▶ **Your assignment**: Check every line below for the word "outlines" and copy the ones that have it.

▶ **Record excerpts**:
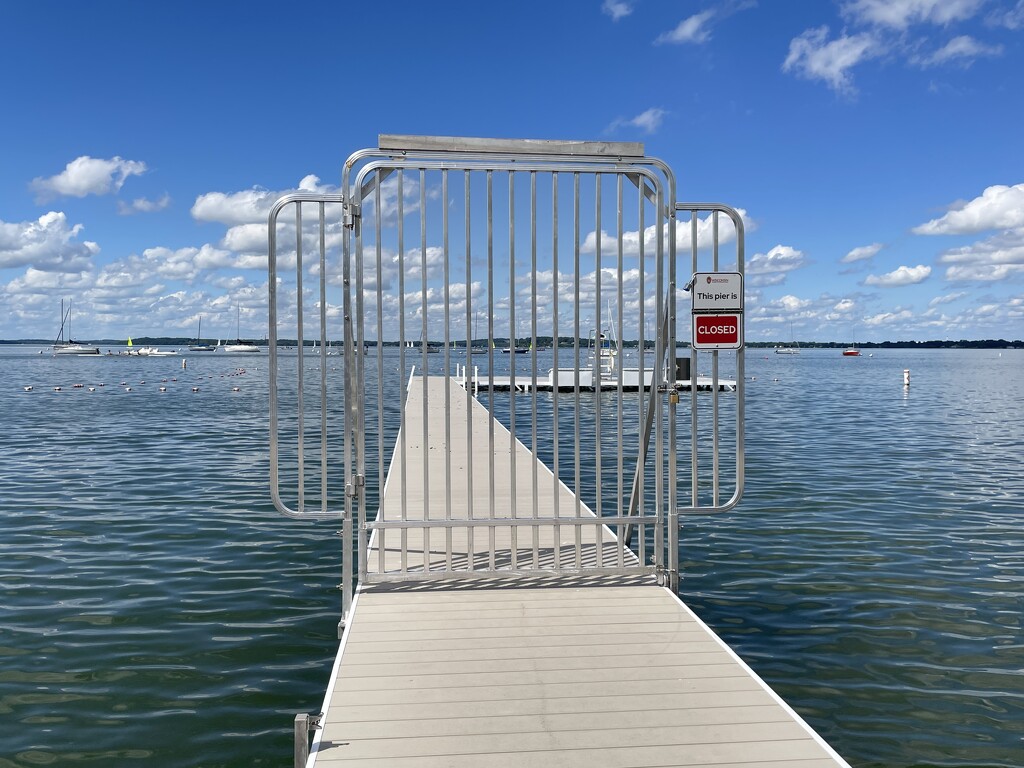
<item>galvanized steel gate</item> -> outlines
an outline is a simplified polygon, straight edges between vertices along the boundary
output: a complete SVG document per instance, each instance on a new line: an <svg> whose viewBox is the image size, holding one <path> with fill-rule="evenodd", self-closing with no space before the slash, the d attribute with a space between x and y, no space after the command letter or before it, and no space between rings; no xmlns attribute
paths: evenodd
<svg viewBox="0 0 1024 768"><path fill-rule="evenodd" d="M671 170L640 144L381 136L346 162L339 194L279 200L269 218L277 508L340 516L365 582L650 573L675 586L679 514L728 509L743 489L743 351L677 360L689 338L686 324L677 339L677 301L698 268L718 271L721 258L742 272L744 260L736 211L675 198ZM281 215L289 207L294 223ZM295 237L293 251L279 252L280 233ZM734 250L720 257L727 243ZM279 269L292 260L293 273ZM318 292L304 284L312 279ZM293 334L294 374L278 350ZM339 334L342 365L331 354ZM407 430L410 386L418 436ZM474 397L504 429L452 418L471 414L462 406ZM464 430L468 467L453 472L450 456L407 447L426 442L430 419L443 446ZM551 477L517 470L520 444ZM389 460L401 492L385 514ZM569 509L559 507L564 488L575 494ZM453 519L453 504L468 507L465 519ZM501 530L509 535L496 538ZM608 554L602 535L614 542ZM346 562L345 615L353 579Z"/></svg>

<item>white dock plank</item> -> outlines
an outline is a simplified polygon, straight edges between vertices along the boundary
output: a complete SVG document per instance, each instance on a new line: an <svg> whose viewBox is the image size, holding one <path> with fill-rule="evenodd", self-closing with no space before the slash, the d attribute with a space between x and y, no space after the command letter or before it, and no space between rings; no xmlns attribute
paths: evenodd
<svg viewBox="0 0 1024 768"><path fill-rule="evenodd" d="M435 386L433 380L429 384ZM414 384L412 392L418 390ZM464 393L462 398L465 402ZM478 408L473 429L482 430L484 438L477 449L487 445L489 418ZM421 413L419 406L407 408L410 490L414 481L408 470L422 466L424 445L431 477L436 466L443 467L443 459L436 462L444 450L453 462L466 450L464 440L459 444L465 424L451 428L451 445L441 450L414 439L424 434L417 421ZM429 426L428 438L437 428ZM508 460L508 451L503 457ZM527 489L532 489L534 461L529 451L517 453L516 477ZM476 476L478 466L486 470L487 465L459 466ZM508 466L499 464L498 471L511 477ZM387 519L401 514L395 503L400 487L389 478L382 502ZM488 492L486 484L481 488ZM542 515L554 513L553 498L563 493L568 496L560 498L558 514L576 514L568 489L553 482L539 484L538 491L542 488L548 489L546 496L538 494L538 507L546 510ZM469 505L456 503L453 495L449 506L444 490L444 482L431 484L431 519L465 514ZM526 515L532 514L531 496L522 494ZM408 493L407 503L412 498ZM486 509L486 495L473 503L478 502ZM566 530L571 542L575 534ZM590 531L591 541L600 531L603 544L615 552L610 532ZM414 539L411 533L407 537ZM431 567L449 561L445 539L443 532L431 534ZM500 535L494 541L496 547L509 543ZM466 537L453 536L451 557L465 556L467 543ZM486 558L489 545L487 529L478 531L474 554ZM417 564L423 564L422 553ZM401 568L397 552L386 553L385 567ZM642 581L512 584L505 579L426 588L362 585L311 763L318 768L847 765L668 590Z"/></svg>

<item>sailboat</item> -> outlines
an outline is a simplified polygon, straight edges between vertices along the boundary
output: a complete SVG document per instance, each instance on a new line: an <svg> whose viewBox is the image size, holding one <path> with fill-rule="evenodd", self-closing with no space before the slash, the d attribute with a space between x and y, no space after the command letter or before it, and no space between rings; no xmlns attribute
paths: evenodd
<svg viewBox="0 0 1024 768"><path fill-rule="evenodd" d="M68 302L67 314L64 312L64 299L60 300L60 331L53 342L53 354L55 355L98 355L99 347L90 347L80 341L71 338L71 302ZM64 340L64 328L68 328L68 338Z"/></svg>
<svg viewBox="0 0 1024 768"><path fill-rule="evenodd" d="M518 330L519 330L518 327L516 328L516 330L517 330L517 334L516 335L518 336ZM515 342L515 346L512 346L512 342ZM529 351L530 350L529 350L528 347L520 347L519 346L519 339L509 339L508 346L505 347L503 350L501 350L502 354L505 354L505 355L512 355L512 354L525 355Z"/></svg>
<svg viewBox="0 0 1024 768"><path fill-rule="evenodd" d="M189 352L213 352L217 349L216 344L203 344L201 334L203 332L203 316L199 316L199 330L196 331L196 340L188 345Z"/></svg>
<svg viewBox="0 0 1024 768"><path fill-rule="evenodd" d="M776 355L799 355L800 354L800 345L793 341L793 324L792 323L789 324L789 343L790 343L790 346L788 346L788 347L776 347L775 348L775 354Z"/></svg>
<svg viewBox="0 0 1024 768"><path fill-rule="evenodd" d="M255 342L243 341L241 338L237 338L237 337L241 336L242 308L241 307L236 307L236 310L237 311L236 311L236 316L235 316L235 323L236 323L236 326L235 326L235 336L236 336L235 343L234 344L225 344L224 345L224 351L225 352L259 352L260 348L256 346Z"/></svg>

▶ **Written response**:
<item>galvanized steel gate</item> -> outlines
<item>white dock plank</item> -> outlines
<item>sailboat</item> -> outlines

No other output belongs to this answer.